»»

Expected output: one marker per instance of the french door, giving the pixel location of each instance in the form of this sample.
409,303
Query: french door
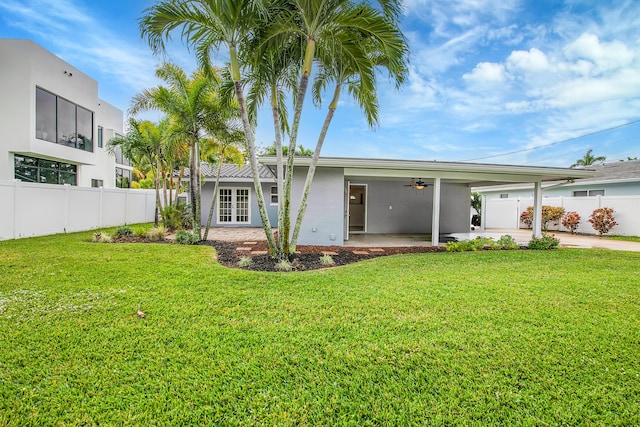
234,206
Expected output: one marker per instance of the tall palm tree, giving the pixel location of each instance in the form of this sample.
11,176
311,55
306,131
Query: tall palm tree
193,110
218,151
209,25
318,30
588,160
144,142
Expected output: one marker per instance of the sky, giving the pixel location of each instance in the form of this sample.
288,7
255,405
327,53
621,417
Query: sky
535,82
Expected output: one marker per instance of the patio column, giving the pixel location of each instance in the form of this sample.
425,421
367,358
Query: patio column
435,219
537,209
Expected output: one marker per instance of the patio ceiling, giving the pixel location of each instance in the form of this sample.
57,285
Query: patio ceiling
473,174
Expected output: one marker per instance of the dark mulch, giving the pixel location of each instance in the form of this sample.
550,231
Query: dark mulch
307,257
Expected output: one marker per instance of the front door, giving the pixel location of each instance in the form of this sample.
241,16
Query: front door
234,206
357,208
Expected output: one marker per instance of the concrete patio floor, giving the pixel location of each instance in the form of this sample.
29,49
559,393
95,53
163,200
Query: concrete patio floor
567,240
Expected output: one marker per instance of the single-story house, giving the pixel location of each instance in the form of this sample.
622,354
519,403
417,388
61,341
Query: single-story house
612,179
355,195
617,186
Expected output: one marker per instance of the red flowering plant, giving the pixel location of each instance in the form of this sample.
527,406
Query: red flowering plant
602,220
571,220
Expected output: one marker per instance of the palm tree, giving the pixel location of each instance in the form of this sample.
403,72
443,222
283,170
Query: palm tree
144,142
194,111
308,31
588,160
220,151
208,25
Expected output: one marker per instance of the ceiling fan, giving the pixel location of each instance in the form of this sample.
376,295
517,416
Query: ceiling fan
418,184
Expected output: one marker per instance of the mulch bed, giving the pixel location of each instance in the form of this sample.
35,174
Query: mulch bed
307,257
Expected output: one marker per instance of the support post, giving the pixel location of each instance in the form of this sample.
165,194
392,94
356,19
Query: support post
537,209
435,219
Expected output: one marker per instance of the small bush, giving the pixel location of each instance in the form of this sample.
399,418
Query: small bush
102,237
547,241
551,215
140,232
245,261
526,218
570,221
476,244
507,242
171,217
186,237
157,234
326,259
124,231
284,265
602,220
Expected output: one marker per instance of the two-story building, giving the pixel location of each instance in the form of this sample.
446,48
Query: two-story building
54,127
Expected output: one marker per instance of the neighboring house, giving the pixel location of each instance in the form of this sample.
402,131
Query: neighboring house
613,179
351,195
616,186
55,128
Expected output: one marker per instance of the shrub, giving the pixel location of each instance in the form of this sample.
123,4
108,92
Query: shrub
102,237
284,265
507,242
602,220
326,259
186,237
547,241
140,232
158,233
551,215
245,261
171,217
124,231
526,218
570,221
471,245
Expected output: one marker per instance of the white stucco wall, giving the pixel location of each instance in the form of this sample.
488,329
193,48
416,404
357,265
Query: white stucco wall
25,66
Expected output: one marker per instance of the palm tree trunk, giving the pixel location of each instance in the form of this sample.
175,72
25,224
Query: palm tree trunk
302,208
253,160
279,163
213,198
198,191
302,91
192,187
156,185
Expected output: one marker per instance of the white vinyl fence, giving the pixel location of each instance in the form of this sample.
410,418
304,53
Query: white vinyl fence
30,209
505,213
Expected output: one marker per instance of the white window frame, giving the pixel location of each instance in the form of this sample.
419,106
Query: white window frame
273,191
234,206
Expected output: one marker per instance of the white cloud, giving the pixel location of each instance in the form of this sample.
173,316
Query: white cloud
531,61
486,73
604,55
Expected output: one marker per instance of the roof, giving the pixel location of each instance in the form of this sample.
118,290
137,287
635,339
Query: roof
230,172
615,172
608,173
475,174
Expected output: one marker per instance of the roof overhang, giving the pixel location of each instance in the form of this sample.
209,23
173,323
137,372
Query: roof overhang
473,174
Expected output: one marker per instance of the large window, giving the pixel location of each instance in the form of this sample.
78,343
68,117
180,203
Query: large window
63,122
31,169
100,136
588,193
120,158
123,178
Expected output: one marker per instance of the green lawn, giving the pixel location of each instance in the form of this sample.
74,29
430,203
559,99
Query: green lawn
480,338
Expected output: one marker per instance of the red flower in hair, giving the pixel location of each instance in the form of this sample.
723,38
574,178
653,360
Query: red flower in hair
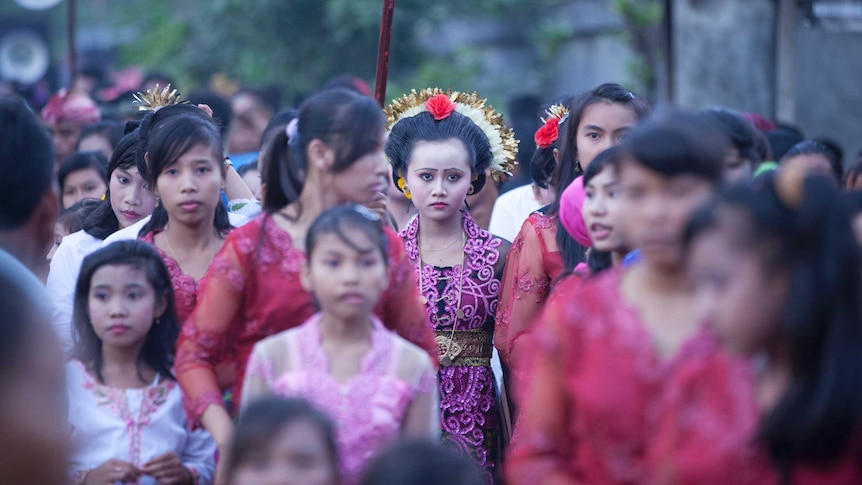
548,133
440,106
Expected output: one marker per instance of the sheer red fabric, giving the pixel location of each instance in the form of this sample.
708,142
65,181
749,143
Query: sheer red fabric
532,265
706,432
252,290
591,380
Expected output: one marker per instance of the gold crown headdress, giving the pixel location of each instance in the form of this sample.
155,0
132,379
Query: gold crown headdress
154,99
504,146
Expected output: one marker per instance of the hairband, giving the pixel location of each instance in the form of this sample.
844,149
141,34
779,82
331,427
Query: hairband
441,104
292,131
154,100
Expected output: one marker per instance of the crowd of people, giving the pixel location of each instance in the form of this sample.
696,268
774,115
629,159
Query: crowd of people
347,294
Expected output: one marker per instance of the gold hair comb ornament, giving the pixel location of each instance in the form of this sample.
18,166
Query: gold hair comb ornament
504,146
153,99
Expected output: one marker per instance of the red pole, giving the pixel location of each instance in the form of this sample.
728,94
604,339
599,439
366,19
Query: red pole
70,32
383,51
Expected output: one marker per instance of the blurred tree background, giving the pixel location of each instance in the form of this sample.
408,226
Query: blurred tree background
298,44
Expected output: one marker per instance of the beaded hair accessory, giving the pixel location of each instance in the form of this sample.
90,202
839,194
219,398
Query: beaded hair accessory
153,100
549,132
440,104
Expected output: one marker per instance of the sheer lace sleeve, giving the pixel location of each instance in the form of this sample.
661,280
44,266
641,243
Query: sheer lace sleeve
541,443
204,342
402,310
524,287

««

> Work to complete
Leave out the pictures and transcribe the entries above exactly.

> Worked solution
Expected output: one marker per instance of the french door, giving the pixel location of each instance in the form of this sample.
409,303
Query: french door
234,206
Expected output: one marker per instance of the tall palm tree, giving the pixel location of each instance in the form of this sample.
11,176
311,55
306,131
Query: tall palm tree
193,110
218,151
209,25
318,30
588,160
144,142
Expected output: one marker per instance of the sky, giving the pixel location of each instance in the form of this sample.
288,7
255,405
327,53
621,417
Query: sky
535,82
Expected output: one marker per instance of the patio column, giving the pixel location of each instance in the form of this sample.
425,421
367,358
Query: patio column
435,219
537,209
Expected output: one marker per instance of the patio ceiling, giving the pixel location of each instance in the form of this sample.
57,285
Query: patio ceiling
473,174
Expected output: one marker per instance of the dark mulch, giving the pixel location of each instance in the form of this sample.
550,231
Query: dark mulch
307,257
Expected output: one marker per instance of the front door, giving the pixel location of each instance in the form of this sample.
241,16
Query: front door
234,206
357,208
Expected output: one marker per instance of the concrete patio floor, giving the pixel location of each instance in the form of this sample.
29,49
559,393
95,53
163,200
Query: concrete patio floor
567,240
Expected output: one marker per instance of the single-story house, giving the pixel location of each instance in the form of this sample.
622,354
519,403
417,388
61,341
Query: single-story house
612,179
355,195
617,186
Expected output: one marker per instance of the red flowering plant, giving the pixel location of each instance in the form of this sample.
527,406
Query: red flowering plant
602,220
571,220
Expected output: one marker per instance of the palm tree, giving the pixel location of each instance in the form of this sample.
403,72
443,222
283,170
Query: palm tree
144,142
194,111
308,31
588,160
220,151
208,25
Expected output: one marker per instance of the ceiling fan, giving the pixel location of each instance in the form of this sample.
376,295
517,416
Query: ceiling fan
418,184
Expected output: one marker per instance of the mulch bed, giving the pixel location of each instance in the form of this sample.
35,174
Query: mulch bed
307,257
Expected output: one marker per instance of the support post, giving the pixel location of each instance in the form of this sample.
165,194
392,94
356,19
Query: support post
537,209
435,219
Expected output: one marker per instance of the small bush, giving the pixel location of each instance in the form of this sample.
399,418
Query: small bush
102,237
547,241
551,215
140,232
245,261
526,218
570,221
476,244
507,242
171,217
186,237
157,234
326,259
124,231
284,265
602,220
Expected output: one marker per instance of the two-story building, giving the pixel location of each instance in the form of this sample.
446,48
Query: two-story building
54,127
Expected output: one marker per instance of the neighboring house, giving the pixel location of each instance in the form of this sample.
402,131
Query: neighboring house
613,179
351,195
616,186
55,128
Expected output: one marker per instance of the shrub, giving the pixel location of each instance in the form of this sample.
123,4
108,92
Query: shrub
102,237
284,265
507,242
602,220
326,259
186,237
547,241
140,232
158,233
551,215
245,261
171,217
124,231
526,218
570,221
471,245
Expected output: one marker per instance of the white stucco wall, giving the pixel location of each instance in the form of this sample.
488,329
193,48
416,404
357,265
Query: white stucco wall
25,66
Expected output: one marker per instance of the palm tree trunk, giving the pixel location of each instance in the form of this sample.
175,72
25,224
Query: palm tree trunk
302,208
253,160
279,163
213,198
198,191
302,91
192,187
156,185
Expected output: one marker per instance of the white vinyl fence, giving the pixel location of each instance in the form of this sample.
410,418
304,53
Query: white vinyl fence
30,209
505,213
Expected output: one marker per instance of the white window frame, giving the pixel location of each instance in the form of this sample.
419,106
Query: white window frame
273,191
234,206
Expected output: one marker per instance of the white cloud, giving the pixel location of each instance in the form of this sample.
173,316
Query: white cloud
531,61
486,73
604,55
Expected output: one marker per instance of the roof, giving the pixel location of each instance in the form of this sample.
118,290
137,287
635,339
Query: roof
230,172
615,172
608,173
475,174
Expected output: one marker per instance of the roof overhang, giving the pixel location of each instance in the form of this sample.
209,23
173,323
137,372
Query: roof overhang
473,174
Expected output: one marker per instance of the large window, giving the pixel location of each instance in the form of this sample.
78,343
68,117
180,203
Query: large window
63,122
31,169
100,136
588,193
120,158
123,178
Expected output: one marker per instance of the green lawn, giving the pixel location of each instance in the form of this sample.
74,29
430,203
559,99
Query: green lawn
480,338
Expected output: one marker per instance of the red flower in hair, giving the pixel location of each instance in the form of this sample.
723,38
574,178
653,360
Query: red flower in hair
548,133
440,106
Expected output: one marker per instance of the sheer red fabric, giving the pixel location of each instance in the form of this sample.
708,142
65,181
749,143
Query: sheer red fabric
532,265
706,432
252,290
591,380
Expected output: one marker per instance of the gold crown headdress, giving the pixel location of each instance in the form of this sample.
155,0
132,379
Query: gold crown headdress
154,99
504,146
Expected output: one marker per instance of the hairband, giving the pixel location of each instance in the form of this sample.
844,149
141,34
779,82
331,427
Query: hairband
441,104
292,131
154,100
Expected output: one marker per instance of the crowd of people, giving the pixel location of each instance in the form of this sample.
696,268
774,115
629,159
Query: crowd of people
347,294
Expected output: one marker per instance of the gold hair comb ornament, giving the pixel location of each instance in the form of this sample.
18,166
Query: gold hair comb ornament
504,146
153,99
Expected output: one marker per instance of the red pole, giving the pixel location of each instance in the form of this sample.
728,94
604,339
599,439
366,19
Query: red pole
70,32
383,51
Expected output: one marker per instance of the blurred tree background, giving the pixel location of each instance in the form of this sample.
408,226
Query: blurred tree background
298,44
Expected output: one marker per instance of the beaded hair accessory, giving the pixel location of each instance in the form of this sample.
90,202
839,194
219,398
Query: beaded hair accessory
153,100
549,132
440,104
Expected output: one marker per instance of the sheer lace sleeve, giving the pixel location of each instance in the form of this sample.
661,280
44,266
641,243
Query: sheer lace sleeve
541,443
204,342
402,310
524,287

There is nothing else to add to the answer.